Where we have added an extra link section in `uswid.ini`:

[uSWID-Link:gcc]
rel = compiler
href = swid:077b4576-92f7-52fd-94eb-af9fc3d52c58

Where `compiler.ini` looks something like:

[uSWID]
tag-id = 077b4576-92f7-52fd-94eb-af9fc3d52c58
software-name = gcc
software-version = 12.1.1
version-scheme = multipartnumeric

[uSWID-Entity:TagCreator]
name = Hughski Limited
regid = hughski.com

...or for several dependencies that have been included into the firmware:

[uSWID-Link:libpng]
rel = requires
href = swid:077b4576-92f7-52fd-94eb-af9fc3d52c58

[uSWID-Link:libjpeg]
rel = requires
href = swid:3aab57c3-5661-5731-800d-db5a7f0886c1

NOTE: The GUID can be constructed from the tool or library name combined with the version, e.g. using the [web tool on the LVFS](https://fwupd.org/lvfs/guid).

...or, if a component has been previously defined, you can use the name to contruct the SWID automatically:

[uSWID-Link:image_loading_lib]
rel = requires
href = swid:libjpeg

Alternatively, we can tell the user where to find the installation package:

[uSWID-Link:src]
rel = installationmedia
href = https://github.com/intel/FSP/AmberLakeFspBinPkg

If the binary content is licensed in a permissive or open-source way it should be identified as such.
To do this, you can either use the SWID XML format:




Or the INI override format:

[uSWID-Link]
rel = license
href = https://spdx.org/licenses/LGPL-2.1-or-later.html

# Substituted Values

All text SBOM formats (e.g. CycloneDX, SPDX, SWID, but *not* coSWID) can use substitute values anywhere in the file.
For instance, `@VCS_TAG@` can be used to signify the last tagged version from git rather than hardcoding during the release process.

The supported values are given below:

## @VCS_TAG@

The semantic version of the last version control tag, for example `1.2.3`.

NOTE: Any prefixed or suffixed non-semantic version contents are also removed, so `v1.2.3->1.2.3` and `krb5-1.21.3-final->1.21.3`.

For git, generated using: `git describe --tags --abbrev=0`

## @VCS_VERSION@

The version control identifier that includes information about how far we are from the last commit.

For example `1.2.3-250-gfa2371946` when there have been 250 additional commits since the last tag or `1.2.3` in the case of no additional commits since the last tag.

TASK REQUIREMENTS:
A - How would you put this sentence from the uSWID text above into Spanish: "If the binary content is licensed in a permissive or open-source way it should be identified as such."
B - Can you copy everything in the uSWID text above from "All text SBOM" down to "the release process."?
C - Answer these questions about the uSWID text above:
(i) What software version does `compiler.ini` give for gcc?
(ii) Which text SBOM format cannot use substitute values?
(iii) What git command generates `@VCS_TAG@`?

RECORDS SUPPLIED:
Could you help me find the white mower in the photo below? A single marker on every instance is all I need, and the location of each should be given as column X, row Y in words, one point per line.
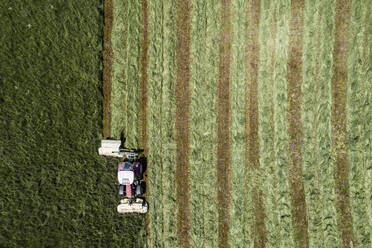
column 130, row 174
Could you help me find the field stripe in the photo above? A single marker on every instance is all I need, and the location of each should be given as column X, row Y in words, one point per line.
column 255, row 178
column 144, row 92
column 357, row 113
column 119, row 45
column 281, row 137
column 107, row 68
column 270, row 180
column 182, row 121
column 144, row 77
column 310, row 104
column 323, row 131
column 253, row 156
column 338, row 121
column 240, row 202
column 155, row 144
column 167, row 137
column 224, row 123
column 295, row 125
column 203, row 219
column 367, row 79
column 133, row 74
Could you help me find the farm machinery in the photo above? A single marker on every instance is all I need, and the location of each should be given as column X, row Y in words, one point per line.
column 130, row 173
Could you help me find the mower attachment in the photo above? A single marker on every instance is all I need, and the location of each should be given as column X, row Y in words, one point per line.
column 111, row 148
column 138, row 206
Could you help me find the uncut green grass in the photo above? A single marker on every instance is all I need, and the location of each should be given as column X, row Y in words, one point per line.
column 56, row 191
column 357, row 113
column 240, row 226
column 203, row 85
column 267, row 177
column 120, row 80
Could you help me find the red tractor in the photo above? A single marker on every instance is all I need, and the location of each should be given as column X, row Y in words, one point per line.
column 130, row 173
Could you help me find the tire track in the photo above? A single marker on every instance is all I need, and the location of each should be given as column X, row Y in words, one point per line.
column 295, row 126
column 107, row 68
column 356, row 115
column 144, row 78
column 182, row 120
column 144, row 62
column 338, row 121
column 223, row 124
column 253, row 16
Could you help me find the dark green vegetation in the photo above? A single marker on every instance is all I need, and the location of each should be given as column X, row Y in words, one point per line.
column 55, row 190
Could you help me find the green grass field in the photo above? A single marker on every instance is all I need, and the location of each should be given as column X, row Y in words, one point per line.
column 57, row 192
column 55, row 189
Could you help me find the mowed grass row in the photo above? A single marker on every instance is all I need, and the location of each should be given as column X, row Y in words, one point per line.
column 120, row 37
column 126, row 45
column 205, row 30
column 272, row 127
column 161, row 129
column 261, row 207
column 241, row 209
column 358, row 114
column 312, row 126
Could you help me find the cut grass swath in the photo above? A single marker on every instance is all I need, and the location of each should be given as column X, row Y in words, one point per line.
column 265, row 178
column 167, row 126
column 120, row 36
column 310, row 125
column 323, row 130
column 357, row 113
column 338, row 121
column 133, row 73
column 224, row 122
column 182, row 94
column 281, row 137
column 107, row 68
column 294, row 83
column 155, row 144
column 203, row 219
column 368, row 96
column 240, row 232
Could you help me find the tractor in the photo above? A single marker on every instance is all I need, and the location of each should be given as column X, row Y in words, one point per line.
column 130, row 173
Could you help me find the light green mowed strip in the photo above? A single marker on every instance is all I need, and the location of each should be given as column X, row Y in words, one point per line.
column 368, row 96
column 155, row 129
column 357, row 113
column 133, row 73
column 323, row 129
column 204, row 69
column 310, row 99
column 119, row 44
column 240, row 226
column 267, row 176
column 167, row 125
column 281, row 136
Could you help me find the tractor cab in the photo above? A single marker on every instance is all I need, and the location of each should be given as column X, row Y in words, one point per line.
column 125, row 173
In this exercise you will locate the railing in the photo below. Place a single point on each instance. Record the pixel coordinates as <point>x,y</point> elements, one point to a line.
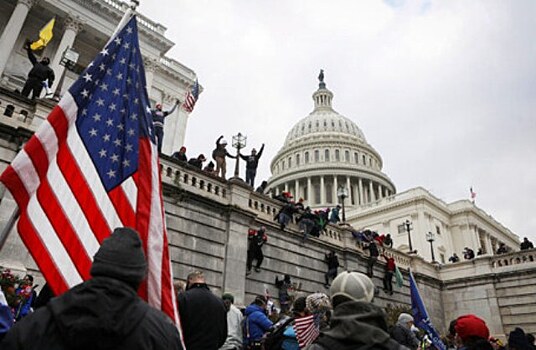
<point>191,179</point>
<point>515,258</point>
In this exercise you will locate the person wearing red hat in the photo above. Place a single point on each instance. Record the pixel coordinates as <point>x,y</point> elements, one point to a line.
<point>158,122</point>
<point>472,333</point>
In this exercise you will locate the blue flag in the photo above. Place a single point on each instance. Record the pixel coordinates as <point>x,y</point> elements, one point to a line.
<point>420,316</point>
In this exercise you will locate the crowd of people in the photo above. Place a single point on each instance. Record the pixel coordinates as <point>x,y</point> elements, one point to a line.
<point>469,254</point>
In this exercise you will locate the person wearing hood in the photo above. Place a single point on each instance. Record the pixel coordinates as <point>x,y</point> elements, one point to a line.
<point>158,122</point>
<point>203,315</point>
<point>472,333</point>
<point>103,312</point>
<point>256,323</point>
<point>219,155</point>
<point>402,332</point>
<point>356,321</point>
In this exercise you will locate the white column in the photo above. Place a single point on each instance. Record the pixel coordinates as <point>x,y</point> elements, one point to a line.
<point>334,190</point>
<point>12,30</point>
<point>360,185</point>
<point>72,26</point>
<point>309,192</point>
<point>322,191</point>
<point>371,190</point>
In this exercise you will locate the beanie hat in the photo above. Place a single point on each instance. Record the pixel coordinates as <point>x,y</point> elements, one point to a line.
<point>471,326</point>
<point>354,286</point>
<point>518,340</point>
<point>228,296</point>
<point>318,302</point>
<point>121,256</point>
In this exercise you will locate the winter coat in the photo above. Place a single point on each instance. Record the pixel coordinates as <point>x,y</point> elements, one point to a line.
<point>101,313</point>
<point>203,318</point>
<point>257,323</point>
<point>356,325</point>
<point>40,71</point>
<point>252,161</point>
<point>405,336</point>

EXPECTED RESULTS:
A - Si el contenido binario tiene una licencia permisiva o de código abierto, debe identificarse como tal.

B -
All text SBOM formats (e.g. CycloneDX, SPDX, SWID, but *not* coSWID) can use substitute values anywhere in the file.
For instance, `@VCS_TAG@` can be used to signify the last tagged version from git rather than hardcoding during the release process.

C -
(i) 12.1.1
(ii) coSWID
(iii) `git describe --tags --abbrev=0`